**PASSAGE CITÉ**
|---|
L'inspection, elle, entend éveiller le singulier à l'universel, mais elle finit par privilégier la transmission du savoir, parce qu'elle théologise le savoir philosophique, et pose alors que l'élève doit et peut y accéder par la seule parole du maître, s'il est compétent. « La présence de l'esprit à l'esprit est la seule condition pédagogique » écrit Jacques Muglioni dans La Leçon. Le professeur de philosophie est donc un « maître à penser », avec qui l'élève serait d'emblée de plain-pied. En revanche, malgré leur scientisme, les didacticiens resteraient prisonniers d'une figure romantique du maître, comme « maître à vivre », à être soi-même. Cette conception n'est en effet pas entièrement étrangère à celle de Silke M. Kledzig, didacticienne.

L'on a donc, selon J. Boulanger, glissé du penser par soi-même au penser personnellement. Il y aurait donc dans cet impossible débat, absence d'unité du sujet et du savoir, saisie dans une dialectique.

On pourra cependant discuter la présentation de la didactique comme un bloc, d'où les réticences de François Galichet. N'y a-t-il pas une didactique scientiste et technocratique et une pédagogie romantique, clairement distinctes en droit ? Cette dernière prétend éveiller, continue Boulanger, le propre de l'élève, mais cela passe par la fascination envers le professeur. Au contraire, le maître à penser s'efface devant le savoir universel, mais y accéder suppose l'imitation au sens le plus scolaire du terme, ce qui confine au rite. Ainsi, le professeur classique intimerait à l'élève « imite-moi si tu veux apprendre à ne pas m'imiter », tandis que le maître à vivre lui soufflerait « ne m'imite pas si tu veux me ressembler ».
|---|
**ENREGISTREMENTS FOURNIS**
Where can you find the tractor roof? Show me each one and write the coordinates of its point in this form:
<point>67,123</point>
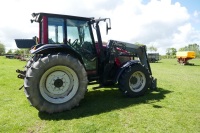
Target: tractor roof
<point>38,16</point>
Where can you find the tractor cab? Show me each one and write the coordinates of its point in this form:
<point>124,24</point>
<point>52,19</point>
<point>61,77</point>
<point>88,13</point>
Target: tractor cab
<point>72,31</point>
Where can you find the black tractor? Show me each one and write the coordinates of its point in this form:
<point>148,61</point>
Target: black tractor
<point>69,54</point>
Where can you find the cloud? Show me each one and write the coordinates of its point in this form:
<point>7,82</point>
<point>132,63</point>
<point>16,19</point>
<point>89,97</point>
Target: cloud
<point>157,22</point>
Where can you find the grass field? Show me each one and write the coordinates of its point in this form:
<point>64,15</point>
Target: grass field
<point>174,108</point>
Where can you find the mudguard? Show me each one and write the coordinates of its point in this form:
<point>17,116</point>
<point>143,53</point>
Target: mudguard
<point>122,68</point>
<point>55,48</point>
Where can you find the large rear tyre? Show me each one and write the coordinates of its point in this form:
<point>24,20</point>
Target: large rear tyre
<point>55,83</point>
<point>134,81</point>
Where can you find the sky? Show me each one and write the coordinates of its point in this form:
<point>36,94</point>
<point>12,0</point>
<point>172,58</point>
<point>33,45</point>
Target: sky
<point>159,23</point>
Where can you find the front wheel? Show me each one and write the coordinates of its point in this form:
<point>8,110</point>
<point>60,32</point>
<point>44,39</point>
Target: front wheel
<point>134,81</point>
<point>55,83</point>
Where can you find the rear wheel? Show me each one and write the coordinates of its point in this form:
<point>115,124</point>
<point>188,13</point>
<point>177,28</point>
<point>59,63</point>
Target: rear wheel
<point>134,80</point>
<point>55,83</point>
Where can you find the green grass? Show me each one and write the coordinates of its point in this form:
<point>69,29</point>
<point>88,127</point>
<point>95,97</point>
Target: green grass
<point>174,108</point>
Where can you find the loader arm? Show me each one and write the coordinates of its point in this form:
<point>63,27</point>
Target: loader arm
<point>132,50</point>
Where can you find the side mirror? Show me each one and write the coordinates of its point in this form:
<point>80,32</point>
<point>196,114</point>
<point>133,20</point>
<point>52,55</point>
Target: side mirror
<point>108,27</point>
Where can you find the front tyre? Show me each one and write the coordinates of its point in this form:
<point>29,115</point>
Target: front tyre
<point>134,81</point>
<point>55,83</point>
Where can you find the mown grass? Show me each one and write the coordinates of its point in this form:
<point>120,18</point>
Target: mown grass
<point>173,108</point>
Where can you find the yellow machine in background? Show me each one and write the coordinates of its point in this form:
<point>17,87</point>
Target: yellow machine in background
<point>184,56</point>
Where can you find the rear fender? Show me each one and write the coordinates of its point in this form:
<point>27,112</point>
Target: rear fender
<point>122,68</point>
<point>55,48</point>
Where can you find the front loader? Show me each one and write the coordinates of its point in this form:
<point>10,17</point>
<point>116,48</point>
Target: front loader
<point>67,57</point>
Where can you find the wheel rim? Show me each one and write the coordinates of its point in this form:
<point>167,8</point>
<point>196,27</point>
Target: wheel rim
<point>137,81</point>
<point>59,84</point>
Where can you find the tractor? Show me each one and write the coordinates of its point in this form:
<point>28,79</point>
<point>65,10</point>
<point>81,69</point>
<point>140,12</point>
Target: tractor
<point>69,54</point>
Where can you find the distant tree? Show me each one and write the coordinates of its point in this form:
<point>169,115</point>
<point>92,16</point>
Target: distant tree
<point>19,51</point>
<point>171,52</point>
<point>2,49</point>
<point>152,49</point>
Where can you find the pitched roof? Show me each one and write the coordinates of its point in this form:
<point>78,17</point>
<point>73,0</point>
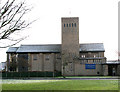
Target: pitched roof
<point>55,48</point>
<point>39,48</point>
<point>92,47</point>
<point>12,49</point>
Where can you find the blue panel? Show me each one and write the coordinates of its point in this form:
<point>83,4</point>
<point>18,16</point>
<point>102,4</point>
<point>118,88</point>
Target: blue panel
<point>90,66</point>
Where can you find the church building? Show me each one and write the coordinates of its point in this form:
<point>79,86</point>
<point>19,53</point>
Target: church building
<point>71,58</point>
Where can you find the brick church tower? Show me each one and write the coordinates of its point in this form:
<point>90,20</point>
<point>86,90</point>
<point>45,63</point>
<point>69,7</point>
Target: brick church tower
<point>70,44</point>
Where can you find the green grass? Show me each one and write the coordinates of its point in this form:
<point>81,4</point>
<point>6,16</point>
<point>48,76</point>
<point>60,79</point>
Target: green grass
<point>88,77</point>
<point>62,85</point>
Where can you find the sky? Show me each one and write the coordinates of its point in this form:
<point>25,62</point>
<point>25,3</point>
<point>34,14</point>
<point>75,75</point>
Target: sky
<point>98,23</point>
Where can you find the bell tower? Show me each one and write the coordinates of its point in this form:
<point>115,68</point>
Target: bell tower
<point>70,44</point>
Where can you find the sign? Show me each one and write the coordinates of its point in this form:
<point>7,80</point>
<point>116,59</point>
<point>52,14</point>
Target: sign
<point>90,66</point>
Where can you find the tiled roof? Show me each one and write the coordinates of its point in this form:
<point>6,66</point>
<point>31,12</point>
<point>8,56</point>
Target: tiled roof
<point>55,48</point>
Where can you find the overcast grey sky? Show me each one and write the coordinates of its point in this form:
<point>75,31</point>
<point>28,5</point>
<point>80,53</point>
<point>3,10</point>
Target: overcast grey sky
<point>98,23</point>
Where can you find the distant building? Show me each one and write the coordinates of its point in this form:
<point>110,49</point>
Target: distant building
<point>70,57</point>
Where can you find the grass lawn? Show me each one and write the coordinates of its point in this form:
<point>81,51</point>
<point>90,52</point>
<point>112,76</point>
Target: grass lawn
<point>60,85</point>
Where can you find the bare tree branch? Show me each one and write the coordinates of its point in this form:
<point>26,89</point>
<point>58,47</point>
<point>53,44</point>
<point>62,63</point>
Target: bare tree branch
<point>11,20</point>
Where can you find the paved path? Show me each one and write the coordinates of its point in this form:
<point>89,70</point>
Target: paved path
<point>104,78</point>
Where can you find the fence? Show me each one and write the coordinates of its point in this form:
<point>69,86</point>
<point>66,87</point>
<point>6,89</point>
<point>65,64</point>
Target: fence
<point>29,74</point>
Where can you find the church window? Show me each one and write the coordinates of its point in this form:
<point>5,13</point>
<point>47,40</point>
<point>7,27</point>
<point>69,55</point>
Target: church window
<point>47,57</point>
<point>67,25</point>
<point>34,56</point>
<point>72,24</point>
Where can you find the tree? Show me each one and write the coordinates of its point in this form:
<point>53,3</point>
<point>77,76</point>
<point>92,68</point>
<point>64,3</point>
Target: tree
<point>12,22</point>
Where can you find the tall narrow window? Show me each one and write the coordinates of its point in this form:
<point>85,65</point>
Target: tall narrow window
<point>72,24</point>
<point>75,24</point>
<point>34,56</point>
<point>69,25</point>
<point>64,25</point>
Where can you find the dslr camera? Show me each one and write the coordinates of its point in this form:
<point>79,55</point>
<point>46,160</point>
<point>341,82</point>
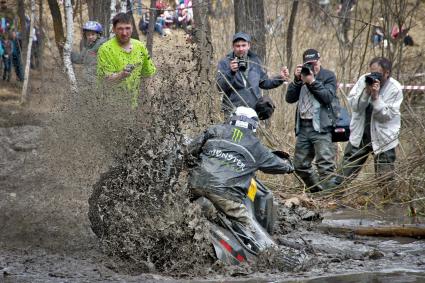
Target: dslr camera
<point>307,69</point>
<point>242,63</point>
<point>372,77</point>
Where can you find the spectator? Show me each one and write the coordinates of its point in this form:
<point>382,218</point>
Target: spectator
<point>184,17</point>
<point>122,61</point>
<point>313,89</point>
<point>160,6</point>
<point>375,123</point>
<point>7,56</point>
<point>344,12</point>
<point>241,83</point>
<point>89,46</point>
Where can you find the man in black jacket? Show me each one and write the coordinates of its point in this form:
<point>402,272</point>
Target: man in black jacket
<point>240,75</point>
<point>314,88</point>
<point>228,155</point>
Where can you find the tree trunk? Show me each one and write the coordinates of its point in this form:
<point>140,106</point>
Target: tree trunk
<point>28,55</point>
<point>151,27</point>
<point>412,231</point>
<point>249,18</point>
<point>135,34</point>
<point>202,38</point>
<point>290,34</point>
<point>68,46</point>
<point>99,10</point>
<point>57,24</point>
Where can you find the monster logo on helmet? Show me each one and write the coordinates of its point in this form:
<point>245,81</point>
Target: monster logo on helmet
<point>93,26</point>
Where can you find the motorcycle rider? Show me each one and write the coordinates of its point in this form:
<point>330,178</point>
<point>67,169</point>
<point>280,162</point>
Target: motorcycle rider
<point>228,155</point>
<point>89,45</point>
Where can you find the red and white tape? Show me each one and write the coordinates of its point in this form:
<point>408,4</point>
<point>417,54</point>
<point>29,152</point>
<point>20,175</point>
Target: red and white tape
<point>412,87</point>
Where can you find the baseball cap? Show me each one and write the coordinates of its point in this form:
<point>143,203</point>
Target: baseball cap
<point>311,55</point>
<point>241,35</point>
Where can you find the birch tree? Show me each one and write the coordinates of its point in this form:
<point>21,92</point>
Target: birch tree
<point>27,65</point>
<point>57,24</point>
<point>68,46</point>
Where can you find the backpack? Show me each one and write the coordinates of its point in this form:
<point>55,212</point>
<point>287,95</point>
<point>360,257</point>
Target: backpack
<point>340,122</point>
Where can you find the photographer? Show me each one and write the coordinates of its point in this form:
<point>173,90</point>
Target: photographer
<point>375,102</point>
<point>314,88</point>
<point>240,75</point>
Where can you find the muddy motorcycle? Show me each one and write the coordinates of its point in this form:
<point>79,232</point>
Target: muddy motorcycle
<point>234,243</point>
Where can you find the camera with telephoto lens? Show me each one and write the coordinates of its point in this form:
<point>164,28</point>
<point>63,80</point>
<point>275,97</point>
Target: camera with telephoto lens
<point>372,78</point>
<point>242,63</point>
<point>307,69</point>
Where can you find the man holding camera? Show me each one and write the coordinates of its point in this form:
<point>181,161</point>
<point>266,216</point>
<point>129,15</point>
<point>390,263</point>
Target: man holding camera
<point>313,88</point>
<point>240,76</point>
<point>375,102</point>
<point>122,61</point>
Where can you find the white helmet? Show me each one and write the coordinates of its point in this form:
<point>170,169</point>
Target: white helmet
<point>245,117</point>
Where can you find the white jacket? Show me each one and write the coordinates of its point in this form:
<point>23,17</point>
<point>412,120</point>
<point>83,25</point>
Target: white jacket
<point>385,121</point>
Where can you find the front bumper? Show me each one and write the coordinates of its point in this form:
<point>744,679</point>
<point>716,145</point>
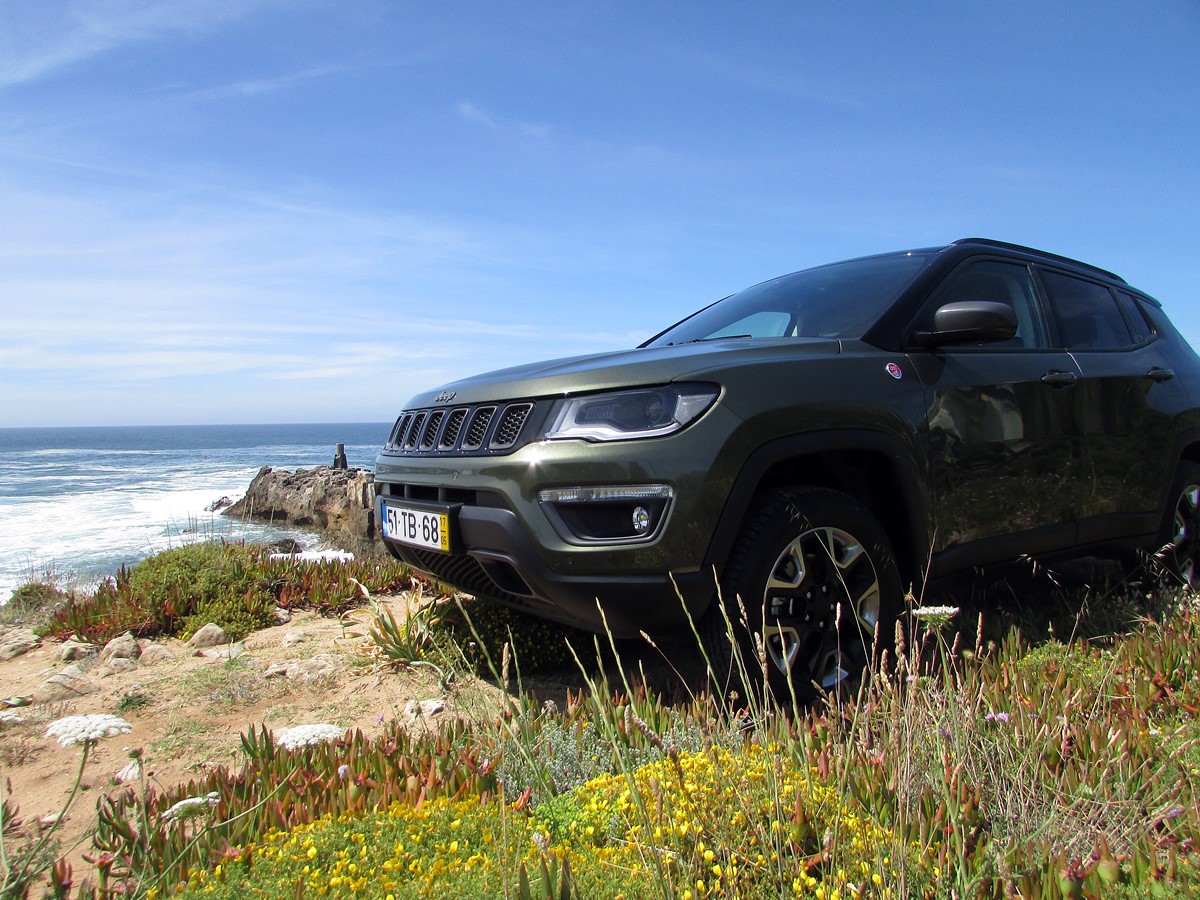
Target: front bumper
<point>498,562</point>
<point>508,547</point>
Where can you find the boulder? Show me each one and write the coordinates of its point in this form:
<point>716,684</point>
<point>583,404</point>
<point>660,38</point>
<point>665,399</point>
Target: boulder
<point>70,682</point>
<point>305,670</point>
<point>155,653</point>
<point>117,665</point>
<point>17,641</point>
<point>121,647</point>
<point>75,649</point>
<point>335,503</point>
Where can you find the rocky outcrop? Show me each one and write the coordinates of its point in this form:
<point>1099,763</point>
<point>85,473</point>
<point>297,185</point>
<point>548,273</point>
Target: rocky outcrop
<point>335,503</point>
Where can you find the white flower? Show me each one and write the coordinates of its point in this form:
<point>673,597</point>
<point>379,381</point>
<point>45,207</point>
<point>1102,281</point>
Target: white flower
<point>130,773</point>
<point>87,729</point>
<point>306,735</point>
<point>191,807</point>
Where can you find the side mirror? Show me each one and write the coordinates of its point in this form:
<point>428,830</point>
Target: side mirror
<point>970,322</point>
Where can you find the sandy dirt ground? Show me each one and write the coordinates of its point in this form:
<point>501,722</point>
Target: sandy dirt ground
<point>187,713</point>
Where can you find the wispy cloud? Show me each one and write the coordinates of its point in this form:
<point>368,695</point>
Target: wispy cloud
<point>473,113</point>
<point>42,36</point>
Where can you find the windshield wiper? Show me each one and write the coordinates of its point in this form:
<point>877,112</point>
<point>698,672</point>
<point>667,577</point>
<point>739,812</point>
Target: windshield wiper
<point>713,337</point>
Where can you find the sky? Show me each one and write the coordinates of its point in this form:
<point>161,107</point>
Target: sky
<point>309,210</point>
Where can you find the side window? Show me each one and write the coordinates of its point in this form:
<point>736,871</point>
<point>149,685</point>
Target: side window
<point>999,282</point>
<point>1135,317</point>
<point>1089,318</point>
<point>767,323</point>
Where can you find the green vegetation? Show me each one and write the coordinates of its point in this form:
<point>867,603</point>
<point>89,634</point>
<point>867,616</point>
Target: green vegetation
<point>232,585</point>
<point>969,766</point>
<point>35,601</point>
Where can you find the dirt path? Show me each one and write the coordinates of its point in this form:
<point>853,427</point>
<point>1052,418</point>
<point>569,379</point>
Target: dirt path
<point>187,713</point>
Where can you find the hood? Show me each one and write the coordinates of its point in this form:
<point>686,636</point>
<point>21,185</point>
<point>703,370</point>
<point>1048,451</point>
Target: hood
<point>623,369</point>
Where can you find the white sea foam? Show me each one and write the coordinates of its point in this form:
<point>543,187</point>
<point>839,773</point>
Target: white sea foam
<point>81,514</point>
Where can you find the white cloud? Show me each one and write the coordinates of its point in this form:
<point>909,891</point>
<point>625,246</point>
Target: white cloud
<point>41,36</point>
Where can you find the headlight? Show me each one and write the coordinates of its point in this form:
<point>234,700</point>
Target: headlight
<point>624,415</point>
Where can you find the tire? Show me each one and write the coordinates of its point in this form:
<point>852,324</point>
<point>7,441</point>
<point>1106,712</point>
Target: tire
<point>1180,537</point>
<point>803,552</point>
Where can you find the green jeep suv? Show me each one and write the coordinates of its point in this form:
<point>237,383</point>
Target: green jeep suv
<point>813,445</point>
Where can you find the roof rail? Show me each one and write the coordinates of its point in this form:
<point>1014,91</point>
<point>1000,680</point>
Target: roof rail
<point>1005,245</point>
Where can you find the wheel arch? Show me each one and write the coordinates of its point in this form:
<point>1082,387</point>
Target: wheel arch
<point>873,467</point>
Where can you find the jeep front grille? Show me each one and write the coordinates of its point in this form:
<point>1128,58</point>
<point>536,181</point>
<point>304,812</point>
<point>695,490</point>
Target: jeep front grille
<point>469,430</point>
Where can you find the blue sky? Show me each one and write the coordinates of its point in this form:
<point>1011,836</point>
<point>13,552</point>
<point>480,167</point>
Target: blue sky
<point>307,210</point>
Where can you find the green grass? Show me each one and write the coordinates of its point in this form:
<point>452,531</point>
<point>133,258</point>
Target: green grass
<point>1056,759</point>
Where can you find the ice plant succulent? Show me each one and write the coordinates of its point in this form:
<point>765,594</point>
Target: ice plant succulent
<point>935,616</point>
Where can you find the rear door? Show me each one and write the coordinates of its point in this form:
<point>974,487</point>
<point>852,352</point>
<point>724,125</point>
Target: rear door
<point>1005,449</point>
<point>1125,405</point>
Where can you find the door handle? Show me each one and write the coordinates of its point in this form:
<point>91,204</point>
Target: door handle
<point>1060,379</point>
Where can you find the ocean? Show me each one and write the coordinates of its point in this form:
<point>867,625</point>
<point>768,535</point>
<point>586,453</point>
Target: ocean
<point>78,503</point>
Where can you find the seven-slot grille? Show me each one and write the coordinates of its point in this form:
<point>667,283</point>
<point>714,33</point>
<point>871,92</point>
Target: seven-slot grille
<point>485,427</point>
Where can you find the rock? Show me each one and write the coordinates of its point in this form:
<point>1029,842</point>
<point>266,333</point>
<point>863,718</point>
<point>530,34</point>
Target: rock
<point>69,683</point>
<point>319,666</point>
<point>17,641</point>
<point>124,647</point>
<point>210,635</point>
<point>223,653</point>
<point>335,503</point>
<point>155,653</point>
<point>75,649</point>
<point>418,709</point>
<point>115,665</point>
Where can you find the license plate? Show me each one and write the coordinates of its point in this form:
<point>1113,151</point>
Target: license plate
<point>417,527</point>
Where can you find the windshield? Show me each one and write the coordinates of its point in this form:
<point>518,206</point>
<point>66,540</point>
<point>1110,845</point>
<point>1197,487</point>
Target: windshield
<point>838,300</point>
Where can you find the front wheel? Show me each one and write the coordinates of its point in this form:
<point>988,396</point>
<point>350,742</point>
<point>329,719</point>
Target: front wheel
<point>817,580</point>
<point>1180,537</point>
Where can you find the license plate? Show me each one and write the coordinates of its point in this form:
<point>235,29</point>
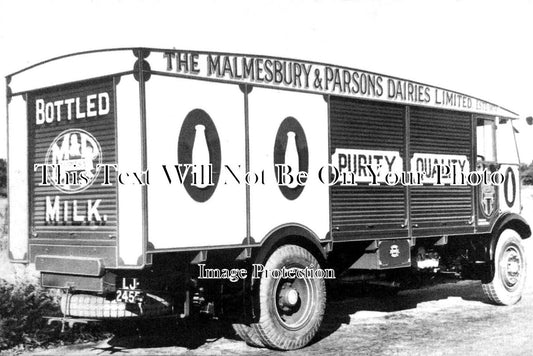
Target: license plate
<point>129,296</point>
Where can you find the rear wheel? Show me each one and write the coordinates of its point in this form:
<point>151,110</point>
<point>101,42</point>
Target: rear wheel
<point>509,270</point>
<point>291,309</point>
<point>248,334</point>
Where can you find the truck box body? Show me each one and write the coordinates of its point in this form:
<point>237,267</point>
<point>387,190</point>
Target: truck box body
<point>139,119</point>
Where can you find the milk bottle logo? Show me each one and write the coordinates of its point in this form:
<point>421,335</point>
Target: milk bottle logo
<point>290,150</point>
<point>199,149</point>
<point>200,157</point>
<point>291,156</point>
<point>73,158</point>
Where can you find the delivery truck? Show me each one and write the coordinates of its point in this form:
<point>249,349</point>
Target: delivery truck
<point>148,183</point>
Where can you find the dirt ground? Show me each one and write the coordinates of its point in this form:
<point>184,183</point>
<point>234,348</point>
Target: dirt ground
<point>447,319</point>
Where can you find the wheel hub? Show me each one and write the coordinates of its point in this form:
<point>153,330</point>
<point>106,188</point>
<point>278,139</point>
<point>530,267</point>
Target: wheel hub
<point>288,297</point>
<point>511,267</point>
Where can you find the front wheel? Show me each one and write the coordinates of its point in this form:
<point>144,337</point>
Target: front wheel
<point>291,309</point>
<point>509,270</point>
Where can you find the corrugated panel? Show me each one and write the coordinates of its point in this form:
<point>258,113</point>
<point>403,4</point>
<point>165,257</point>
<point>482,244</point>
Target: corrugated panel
<point>102,128</point>
<point>440,209</point>
<point>363,211</point>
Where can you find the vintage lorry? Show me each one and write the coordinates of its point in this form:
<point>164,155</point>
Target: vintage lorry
<point>150,182</point>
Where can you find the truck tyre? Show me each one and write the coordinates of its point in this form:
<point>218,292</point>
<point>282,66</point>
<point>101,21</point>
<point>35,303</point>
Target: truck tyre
<point>248,334</point>
<point>509,270</point>
<point>290,309</point>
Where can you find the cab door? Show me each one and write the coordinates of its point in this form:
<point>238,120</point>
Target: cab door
<point>486,160</point>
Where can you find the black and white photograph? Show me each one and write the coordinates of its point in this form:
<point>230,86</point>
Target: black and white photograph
<point>293,177</point>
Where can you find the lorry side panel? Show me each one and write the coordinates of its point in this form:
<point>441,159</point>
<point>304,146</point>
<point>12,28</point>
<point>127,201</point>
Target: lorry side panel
<point>195,122</point>
<point>288,128</point>
<point>363,133</point>
<point>440,136</point>
<point>18,181</point>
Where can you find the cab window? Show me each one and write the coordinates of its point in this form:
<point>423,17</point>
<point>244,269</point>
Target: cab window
<point>485,134</point>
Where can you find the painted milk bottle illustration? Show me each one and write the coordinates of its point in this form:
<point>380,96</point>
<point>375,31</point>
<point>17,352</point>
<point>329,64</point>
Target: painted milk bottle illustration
<point>291,157</point>
<point>200,157</point>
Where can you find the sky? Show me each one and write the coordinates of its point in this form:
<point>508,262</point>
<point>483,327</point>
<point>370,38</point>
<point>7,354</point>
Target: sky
<point>480,48</point>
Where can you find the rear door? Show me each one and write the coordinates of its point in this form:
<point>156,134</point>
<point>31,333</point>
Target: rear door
<point>72,133</point>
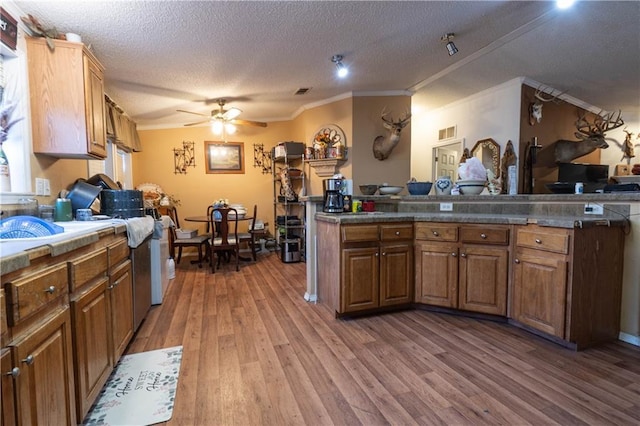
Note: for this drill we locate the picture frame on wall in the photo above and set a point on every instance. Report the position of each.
(224, 157)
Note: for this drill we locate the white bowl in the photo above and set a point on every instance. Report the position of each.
(390, 190)
(471, 187)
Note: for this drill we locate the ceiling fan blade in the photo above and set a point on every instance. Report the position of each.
(197, 122)
(249, 123)
(231, 113)
(191, 112)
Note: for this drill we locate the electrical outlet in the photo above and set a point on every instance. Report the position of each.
(47, 187)
(446, 207)
(39, 186)
(593, 208)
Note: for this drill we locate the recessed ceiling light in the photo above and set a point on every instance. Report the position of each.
(564, 4)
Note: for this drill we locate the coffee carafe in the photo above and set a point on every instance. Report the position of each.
(333, 199)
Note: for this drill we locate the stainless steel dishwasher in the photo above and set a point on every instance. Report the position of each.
(141, 265)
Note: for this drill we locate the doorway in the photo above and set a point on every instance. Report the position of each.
(446, 159)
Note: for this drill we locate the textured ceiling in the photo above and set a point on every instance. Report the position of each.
(166, 55)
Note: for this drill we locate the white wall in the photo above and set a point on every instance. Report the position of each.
(493, 113)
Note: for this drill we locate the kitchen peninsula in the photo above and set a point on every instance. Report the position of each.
(549, 267)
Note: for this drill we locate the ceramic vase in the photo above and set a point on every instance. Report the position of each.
(443, 185)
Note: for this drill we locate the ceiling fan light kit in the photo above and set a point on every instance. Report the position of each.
(223, 121)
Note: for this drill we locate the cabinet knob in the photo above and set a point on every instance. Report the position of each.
(15, 372)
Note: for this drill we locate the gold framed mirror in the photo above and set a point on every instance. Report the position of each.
(488, 152)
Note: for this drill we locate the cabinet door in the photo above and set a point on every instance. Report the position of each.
(121, 300)
(539, 292)
(91, 328)
(360, 286)
(396, 278)
(436, 267)
(8, 375)
(45, 386)
(95, 113)
(483, 279)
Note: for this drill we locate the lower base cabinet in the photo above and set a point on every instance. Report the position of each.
(45, 385)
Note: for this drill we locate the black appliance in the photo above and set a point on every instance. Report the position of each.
(593, 176)
(333, 200)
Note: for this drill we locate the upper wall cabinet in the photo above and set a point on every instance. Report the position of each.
(66, 88)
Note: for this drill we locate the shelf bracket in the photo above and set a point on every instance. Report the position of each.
|---|
**TRAVAIL DEMANDÉ**
A. Transcrivez le passage cité entre "L'inspection, elle, entend" et "M. Kledzig, didacticienne.", inclus.
B. Répondez aux questions suivantes d'après le passage cité :
(i) Dans quel ouvrage Jacques Muglioni écrit-il la phrase rapportée ?
(ii) Quelle fonction est attribuée à Silke M. Kledzig ?
(iii) Qui manifeste des réticences à l'égard de la présentation de la didactique comme un bloc ?

**RÉSULTATS DE L'EXERCICE**
A.
L'inspection, elle, entend éveiller le singulier à l'universel, mais elle finit par privilégier la transmission du savoir, parce qu'elle théologise le savoir philosophique, et pose alors que l'élève doit et peut y accéder par la seule parole du maître, s'il est compétent. « La présence de l'esprit à l'esprit est la seule condition pédagogique » écrit Jacques Muglioni dans La Leçon. Le professeur de philosophie est donc un « maître à penser », avec qui l'élève serait d'emblée de plain-pied. En revanche, malgré leur scientisme, les didacticiens resteraient prisonniers d'une figure romantique du maître, comme « maître à vivre », à être soi-même. Cette conception n'est en effet pas entièrement étrangère à celle de Silke M. Kledzig, didacticienne.

B.
(i) La Leçon.
(ii) Didacticienne.
(iii) François Galichet.